▶ [GOAL OF THE EXERCISE]
Copy each of the records below word for word, from the first to the last.

▶ [MATERIALS PROVIDED]

+---+

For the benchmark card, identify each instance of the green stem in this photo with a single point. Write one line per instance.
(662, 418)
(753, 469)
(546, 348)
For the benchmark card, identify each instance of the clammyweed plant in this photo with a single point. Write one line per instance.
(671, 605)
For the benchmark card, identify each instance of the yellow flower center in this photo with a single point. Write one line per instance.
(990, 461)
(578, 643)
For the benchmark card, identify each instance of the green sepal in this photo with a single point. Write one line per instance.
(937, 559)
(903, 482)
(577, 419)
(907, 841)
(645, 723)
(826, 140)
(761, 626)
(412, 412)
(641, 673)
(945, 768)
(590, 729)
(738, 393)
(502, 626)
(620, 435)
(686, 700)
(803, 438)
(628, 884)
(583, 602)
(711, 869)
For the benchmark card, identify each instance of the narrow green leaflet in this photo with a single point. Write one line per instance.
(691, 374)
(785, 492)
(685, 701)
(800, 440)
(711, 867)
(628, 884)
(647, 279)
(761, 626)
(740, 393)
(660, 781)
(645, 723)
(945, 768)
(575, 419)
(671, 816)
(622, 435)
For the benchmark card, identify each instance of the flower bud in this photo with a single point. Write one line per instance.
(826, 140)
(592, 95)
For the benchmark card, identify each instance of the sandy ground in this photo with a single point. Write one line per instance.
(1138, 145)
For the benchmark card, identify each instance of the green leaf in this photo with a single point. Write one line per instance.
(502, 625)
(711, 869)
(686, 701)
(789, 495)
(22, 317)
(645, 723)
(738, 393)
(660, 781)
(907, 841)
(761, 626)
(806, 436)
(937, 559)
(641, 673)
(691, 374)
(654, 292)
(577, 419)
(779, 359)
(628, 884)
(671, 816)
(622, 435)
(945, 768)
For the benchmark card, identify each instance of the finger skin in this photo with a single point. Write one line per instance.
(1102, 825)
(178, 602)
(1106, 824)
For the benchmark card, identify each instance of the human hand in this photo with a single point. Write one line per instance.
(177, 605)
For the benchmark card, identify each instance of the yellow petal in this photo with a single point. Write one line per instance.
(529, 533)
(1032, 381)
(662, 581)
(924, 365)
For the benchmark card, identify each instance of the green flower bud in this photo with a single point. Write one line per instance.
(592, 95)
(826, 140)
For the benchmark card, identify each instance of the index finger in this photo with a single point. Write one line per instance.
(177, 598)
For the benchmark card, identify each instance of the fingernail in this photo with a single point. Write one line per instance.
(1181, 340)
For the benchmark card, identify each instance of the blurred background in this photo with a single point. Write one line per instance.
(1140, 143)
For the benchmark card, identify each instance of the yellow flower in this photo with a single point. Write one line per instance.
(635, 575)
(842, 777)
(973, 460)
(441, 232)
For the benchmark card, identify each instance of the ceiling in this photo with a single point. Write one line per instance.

+---+

▶ [SOLUTION BELOW]
For the benchmark card, identify each instance of the green stem in this photo with a single point. Write one line per instance.
(662, 418)
(753, 469)
(546, 348)
For the benchmark card, identify each instance of the clammyweed plant in this photo with a single point. Write one line per instance.
(671, 605)
For the benchmark card, identify each instance of the yellow flower center in this photo with a single point. Write one line per instance.
(990, 461)
(578, 643)
For the benchmark card, identify each instance of the green sepal in this photo with a single point. Write one line per instance.
(937, 559)
(903, 482)
(577, 419)
(907, 841)
(645, 723)
(826, 140)
(761, 626)
(412, 412)
(641, 673)
(945, 768)
(590, 729)
(738, 393)
(502, 626)
(620, 435)
(686, 700)
(803, 438)
(628, 884)
(583, 602)
(711, 869)
For the benchmark card, identify each instance of the narrow green leaflet in this photo with a single point. Write one line per instance.
(691, 374)
(785, 492)
(685, 701)
(800, 440)
(711, 867)
(628, 884)
(647, 279)
(761, 626)
(740, 393)
(660, 781)
(645, 723)
(945, 768)
(575, 419)
(671, 816)
(622, 435)
For the benchmark card, identify each instance of the flower bud in this photo with a single point. Write one line per instance.
(826, 140)
(592, 95)
For the benchmark card, identify each instance of the sandy ground in this photo with a single point. Write one line per instance.
(1138, 145)
For the benchmark card, identify each instance of the green leaf in this photo with a single point. Write one line per instance.
(502, 625)
(711, 869)
(686, 701)
(789, 495)
(22, 317)
(645, 723)
(738, 393)
(660, 781)
(907, 841)
(761, 626)
(806, 436)
(937, 559)
(641, 673)
(691, 374)
(654, 292)
(577, 419)
(779, 359)
(628, 884)
(671, 816)
(622, 435)
(945, 768)
For the benchmark card, identify each instance of the finger skin in this photo with a single point. Write one line per instance.
(1102, 825)
(178, 602)
(1106, 824)
For the benchmark card, identify each instance of the human hand in this photo with a single point. Write one line per instance.
(177, 605)
For the benchmark card, identify each instance of the yellow petal in this photo with a single point. Write one line per instance.
(529, 533)
(1032, 381)
(662, 581)
(924, 365)
For the benchmark card, identify each instance of the green flower bud in this photo with a single point. Write one line per instance.
(592, 95)
(826, 140)
For the benchmark card, identify each instance of the index finger in this photo with a single point. Write one line per instance.
(177, 598)
For the benchmark card, identify each instance of the fingernail in this photo with a single point. Write one line per instance.
(1181, 340)
For the benchmark card, identify each instance of the blurred background in this photo with a single point. Write one line per instance.
(1140, 143)
For the benchmark card, identify each instance of the yellow flower in this photo with a single point. Write one line per instance.
(635, 575)
(842, 777)
(973, 460)
(441, 232)
For the benchmark card, identify each instance of the ceiling in this photo with a single point. Write one line per instance.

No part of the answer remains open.